● **TAREA REQUERIDA**
Prolonga el texto sobre la formación como lector de cómics a partir de su última oración.

● **TEXTO DE LECTURA**
=-=-=

Mi formación como lector de
cómics es algo dispar, ya que durante los años noventa vivir en un pueblo
pequeño no era lo mismo que ahora, más que nada por la falta de Internet. Mi
base cultural se centraba por completo en obras españolas y francobelgas, en mi
casa tenía las obras completas de Asterix
y en la biblioteca de mi pueblo tenía a todos los grandes del continente, desde
El Jabato hasta Spirou, incluso había algunas rarezas, como la colección completa
de Flash Gordon, una lectura que más
de quince años después me sigue marcando. Tampoco es que el mercado me fuera de
mucha ayuda, una vez en un quiosco me compré un Spiderman, pero estaban publicando algo llamado La saga del clón y allí Peter Parker
brillaba por su ausencia, así que no insisti.

=-=-=

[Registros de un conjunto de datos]
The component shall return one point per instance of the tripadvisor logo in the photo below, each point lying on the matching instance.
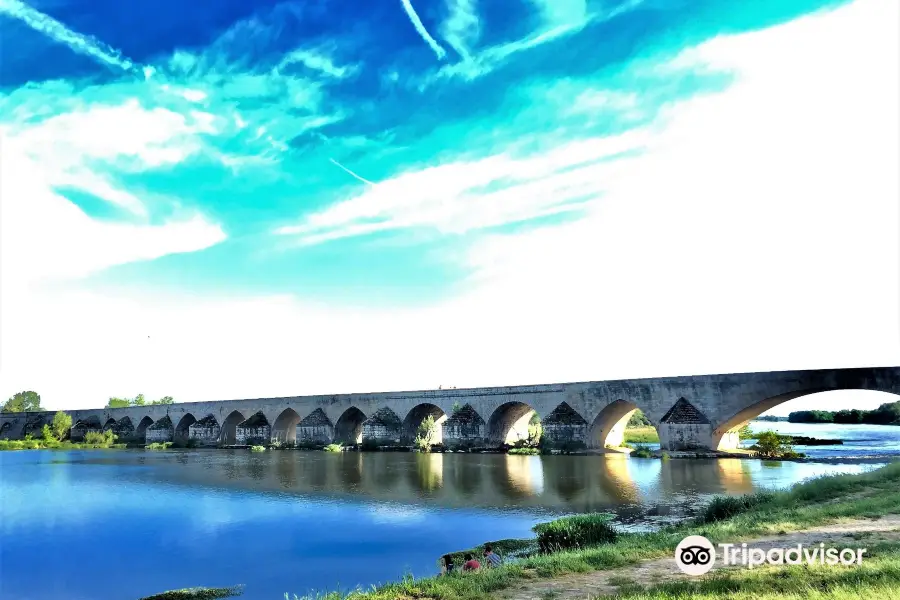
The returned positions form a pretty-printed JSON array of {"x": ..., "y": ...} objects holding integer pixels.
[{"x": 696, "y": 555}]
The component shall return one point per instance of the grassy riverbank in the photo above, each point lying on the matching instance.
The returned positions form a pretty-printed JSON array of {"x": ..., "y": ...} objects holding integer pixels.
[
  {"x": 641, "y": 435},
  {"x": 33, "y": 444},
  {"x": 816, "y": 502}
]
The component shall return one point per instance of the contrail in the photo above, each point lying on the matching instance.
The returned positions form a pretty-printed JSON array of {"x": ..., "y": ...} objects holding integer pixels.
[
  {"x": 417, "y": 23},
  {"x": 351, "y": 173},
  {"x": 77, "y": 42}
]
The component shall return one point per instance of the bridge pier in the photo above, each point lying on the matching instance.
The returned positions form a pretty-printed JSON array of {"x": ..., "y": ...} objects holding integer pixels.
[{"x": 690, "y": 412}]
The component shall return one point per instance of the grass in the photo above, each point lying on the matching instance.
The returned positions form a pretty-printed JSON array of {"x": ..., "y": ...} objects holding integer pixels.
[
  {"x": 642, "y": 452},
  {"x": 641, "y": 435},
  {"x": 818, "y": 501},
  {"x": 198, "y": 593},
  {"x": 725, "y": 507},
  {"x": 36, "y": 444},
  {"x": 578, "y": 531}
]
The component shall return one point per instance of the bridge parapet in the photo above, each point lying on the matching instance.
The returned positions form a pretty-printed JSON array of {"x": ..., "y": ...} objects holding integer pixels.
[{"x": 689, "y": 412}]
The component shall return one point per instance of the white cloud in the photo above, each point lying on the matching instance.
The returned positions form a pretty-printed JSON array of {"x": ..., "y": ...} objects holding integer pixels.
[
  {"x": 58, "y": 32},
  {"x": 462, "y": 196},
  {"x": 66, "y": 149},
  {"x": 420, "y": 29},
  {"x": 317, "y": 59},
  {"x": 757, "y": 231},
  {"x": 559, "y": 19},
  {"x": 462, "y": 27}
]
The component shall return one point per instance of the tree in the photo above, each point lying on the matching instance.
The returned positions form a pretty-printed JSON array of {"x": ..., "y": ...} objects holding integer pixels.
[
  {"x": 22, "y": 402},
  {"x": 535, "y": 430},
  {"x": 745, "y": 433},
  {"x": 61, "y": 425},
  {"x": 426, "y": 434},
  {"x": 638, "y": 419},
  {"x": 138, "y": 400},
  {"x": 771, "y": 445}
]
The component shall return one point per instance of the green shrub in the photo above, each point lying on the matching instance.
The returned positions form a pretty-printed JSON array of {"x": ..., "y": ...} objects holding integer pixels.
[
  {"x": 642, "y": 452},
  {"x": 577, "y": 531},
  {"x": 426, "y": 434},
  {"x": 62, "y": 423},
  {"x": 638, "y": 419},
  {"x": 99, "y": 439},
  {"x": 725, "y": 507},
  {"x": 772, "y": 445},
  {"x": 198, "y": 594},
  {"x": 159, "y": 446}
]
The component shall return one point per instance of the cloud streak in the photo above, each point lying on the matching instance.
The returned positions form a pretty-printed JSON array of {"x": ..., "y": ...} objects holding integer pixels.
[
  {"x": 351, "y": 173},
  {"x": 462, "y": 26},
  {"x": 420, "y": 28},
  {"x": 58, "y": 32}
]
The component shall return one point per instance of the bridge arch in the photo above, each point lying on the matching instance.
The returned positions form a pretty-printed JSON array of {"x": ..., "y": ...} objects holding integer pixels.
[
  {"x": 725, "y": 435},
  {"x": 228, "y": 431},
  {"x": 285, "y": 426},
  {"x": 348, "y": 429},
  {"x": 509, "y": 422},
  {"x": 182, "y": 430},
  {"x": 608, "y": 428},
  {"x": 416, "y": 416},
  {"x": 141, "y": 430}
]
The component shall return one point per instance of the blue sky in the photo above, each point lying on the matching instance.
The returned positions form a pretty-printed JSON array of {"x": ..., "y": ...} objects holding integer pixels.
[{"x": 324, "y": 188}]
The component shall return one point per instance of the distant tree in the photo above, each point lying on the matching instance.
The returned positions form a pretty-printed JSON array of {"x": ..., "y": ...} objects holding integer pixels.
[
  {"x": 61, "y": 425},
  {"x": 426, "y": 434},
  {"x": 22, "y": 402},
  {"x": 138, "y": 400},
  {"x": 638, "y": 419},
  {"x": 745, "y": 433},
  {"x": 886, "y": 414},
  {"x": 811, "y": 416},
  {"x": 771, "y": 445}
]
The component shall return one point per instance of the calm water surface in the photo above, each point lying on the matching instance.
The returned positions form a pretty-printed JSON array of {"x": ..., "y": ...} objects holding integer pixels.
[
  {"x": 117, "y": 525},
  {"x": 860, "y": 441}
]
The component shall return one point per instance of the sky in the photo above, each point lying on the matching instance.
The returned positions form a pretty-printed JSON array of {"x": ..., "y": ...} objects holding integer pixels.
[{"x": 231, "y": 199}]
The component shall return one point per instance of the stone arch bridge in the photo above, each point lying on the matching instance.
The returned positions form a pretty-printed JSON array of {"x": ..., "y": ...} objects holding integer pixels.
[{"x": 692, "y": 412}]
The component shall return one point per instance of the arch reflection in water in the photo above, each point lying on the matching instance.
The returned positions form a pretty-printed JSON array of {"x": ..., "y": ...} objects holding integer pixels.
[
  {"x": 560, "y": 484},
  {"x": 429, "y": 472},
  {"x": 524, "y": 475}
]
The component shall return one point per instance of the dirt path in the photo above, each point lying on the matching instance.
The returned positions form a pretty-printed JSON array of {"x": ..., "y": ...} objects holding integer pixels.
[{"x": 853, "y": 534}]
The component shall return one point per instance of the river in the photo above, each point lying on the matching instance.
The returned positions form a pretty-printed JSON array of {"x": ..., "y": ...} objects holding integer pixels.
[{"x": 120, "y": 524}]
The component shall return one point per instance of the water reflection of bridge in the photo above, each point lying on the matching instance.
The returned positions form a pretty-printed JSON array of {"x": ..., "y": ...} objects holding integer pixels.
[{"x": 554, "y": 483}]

=-=-=

● **RESULTADO DEL EJERCICIO**
A principios del siglo XXI
me mudé a Sevilla para estudiar y entonces en lugar de gastarme el dinero en
alcohol me lo fundí en cómics, que sí El
regreso del Señor de la Noche, o Maus
o Ghost World, vamos, cosas. Pero si
una obra marcó para mí una diferencia transcendental, si hubo un cómic que me
dijo que la historieta no era un medio sólo para transmitir narración, sino
para hacer vibrar el alma humana, con la capacidad de mirar de tú a tú a otros
medios como la música o la literatura, sin duda fue Blood: Un relato sangriento, un cómic que siempre estará en mi
corazón y que ha día de hoy sigue teniendo el honor de albergar mi viñeta
favorita. Blood: Un relato sangriento
cuenta con un guión de J. M. DeMatteis y un arte de Kent Williams, dos autores
que a finales de los ochenta consiguieron exprimir al máximo su talento y
concebir un cómic transcendental para concebir tanto lo que es la narrativa
gráfica como lo que puede ser.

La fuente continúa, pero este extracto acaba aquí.